### Excerpted passage

Re: [PATCH 4/4] edac, amd64_edac: Add F15h M60h support

[Borislav Petkov]

On Thu, Sep 18, 2014 at 02:57:10PM -0500, Aravind Gopalakrishnan wrote:
> This patch adds support for ECC error decoding for F15h M60h processor.
> Aside from the usual changes, the patch adds support for some new features
> in the processor:
>  - DDR4(unbuffered, registered); LRDIMM DDR3 support
>    - relevant debug messages have been modified/added to report these
>      memory types
>  - new dbam_to_cs mappers
>    - if (F15h M60h && LRDIMM); we need a 'multiplier' value to find
>      cs_size. This multiplier value is obtained from the per-dimm
>      DCSM register. So, change the interface to accept a 'cs_mask_nr'
>      value to facilitate this calculation
> Misc cleanup:
>  - amd64_pci_table[] is condensed by using PCI_VDEVICE macro.
> 
> Testing details:
> Tested the patch by injecting 'ECC' type errors using mce_amd_inj
> and error decoding works fine.
> 
> Signed-off-by: Aravind Gopalakrishnan <Aravind.Gopalakrishnan@amd.com>
> ---
>  drivers/edac/amd64_edac.c | 226 ++++++++++++++++++++++++++++++++--------------
>  drivers/edac/amd64_edac.h |  12 ++-
>  2 files changed, 169 insertions(+), 69 deletions(-)
> 
> diff --git a/drivers/edac/amd64_edac.c b/drivers/edac/amd64_edac.c
> index bbd6514..3e265e0 100644
> --- a/drivers/edac/amd64_edac.c
> +++ b/drivers/edac/amd64_edac.c
> @@ -690,11 +690,32 @@ static void debug_display_dimm_sizes(struct amd64_pvt *, u8);
>  
>  static void debug_dump_dramcfg_low(struct amd64_pvt *pvt, u32 dclr, int chan)
>  {
> +	int cs;
> +
>  	edac_dbg(1, "F2x%d90 (DRAM Cfg Low): 0x%08x\n", chan, dclr);
>  
> -	edac_dbg(1, "  DIMM type: %sbuffered; all DIMMs support ECC: %s\n",
> -		 (dclr & BIT(16)) ?  "un" : "",
> -		 (dclr & BIT(19)) ? "yes" : "no");
> +	if (pvt->fam == 0x15 && pvt->model == 0x60) {
> +		for_each_chip_select_mask(cs, chan, pvt) {
> +			u32 dcsm = pvt->csels[chan].csmasks[cs];
> +
> +			if (dcsm & 0x3) {
> +				/* LRDIMMs */
> +				edac_dbg(1, "  DIMM type: LRDIMM %dx rank multiply;"

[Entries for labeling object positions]
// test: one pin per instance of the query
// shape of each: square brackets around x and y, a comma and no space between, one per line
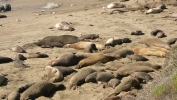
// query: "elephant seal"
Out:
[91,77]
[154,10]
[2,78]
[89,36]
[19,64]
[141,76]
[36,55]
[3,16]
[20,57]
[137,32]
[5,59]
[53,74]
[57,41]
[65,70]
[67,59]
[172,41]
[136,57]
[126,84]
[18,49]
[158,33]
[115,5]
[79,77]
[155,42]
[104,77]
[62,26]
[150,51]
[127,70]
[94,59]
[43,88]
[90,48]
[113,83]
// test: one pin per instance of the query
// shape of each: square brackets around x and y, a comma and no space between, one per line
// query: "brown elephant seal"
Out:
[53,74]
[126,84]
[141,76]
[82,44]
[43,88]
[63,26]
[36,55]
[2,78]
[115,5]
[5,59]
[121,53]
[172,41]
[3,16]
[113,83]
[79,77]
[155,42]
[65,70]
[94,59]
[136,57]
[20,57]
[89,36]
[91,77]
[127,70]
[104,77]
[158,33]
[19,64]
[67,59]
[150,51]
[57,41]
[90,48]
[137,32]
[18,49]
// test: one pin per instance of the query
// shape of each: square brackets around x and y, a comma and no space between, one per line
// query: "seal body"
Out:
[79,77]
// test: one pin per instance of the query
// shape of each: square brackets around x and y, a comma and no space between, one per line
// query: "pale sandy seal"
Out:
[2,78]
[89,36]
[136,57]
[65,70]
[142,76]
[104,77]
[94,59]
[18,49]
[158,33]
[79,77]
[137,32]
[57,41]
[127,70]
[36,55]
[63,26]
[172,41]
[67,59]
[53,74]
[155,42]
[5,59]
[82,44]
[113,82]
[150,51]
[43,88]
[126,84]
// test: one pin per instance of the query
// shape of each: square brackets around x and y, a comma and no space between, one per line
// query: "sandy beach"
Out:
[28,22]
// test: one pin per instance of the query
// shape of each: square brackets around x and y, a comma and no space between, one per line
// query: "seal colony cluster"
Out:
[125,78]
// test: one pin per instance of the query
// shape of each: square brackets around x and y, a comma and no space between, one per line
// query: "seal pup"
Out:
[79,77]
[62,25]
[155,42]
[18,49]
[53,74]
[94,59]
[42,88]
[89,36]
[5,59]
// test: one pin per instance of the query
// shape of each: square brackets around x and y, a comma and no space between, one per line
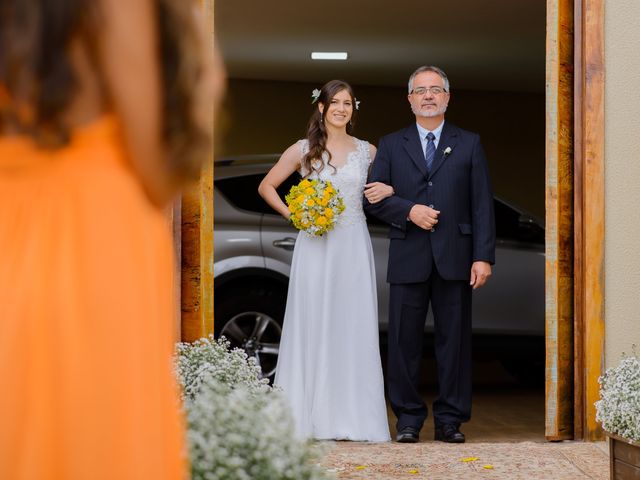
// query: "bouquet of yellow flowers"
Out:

### List of tasks
A - Transcribe the patch email from "Re: [PATCH 4/4]" to "F15h M60h processor.".
B - Translate this sentence from the patch email into Spanish: "This patch adds support for ECC error decoding for F15h M60h processor."
C - According to the patch email, which macro is used to condense amd64_pci_table[]?
Work from the patch email alone.

### Responses per task
A -
Re: [PATCH 4/4] edac, amd64_edac: Add F15h M60h support

[Borislav Petkov]

On Thu, Sep 18, 2014 at 02:57:10PM -0500, Aravind Gopalakrishnan wrote:
> This patch adds support for ECC error decoding for F15h M60h processor.

B - Este parche añade compatibilidad con la decodificación de errores ECC para el procesador F15h M60h.

C - PCI_VDEVICE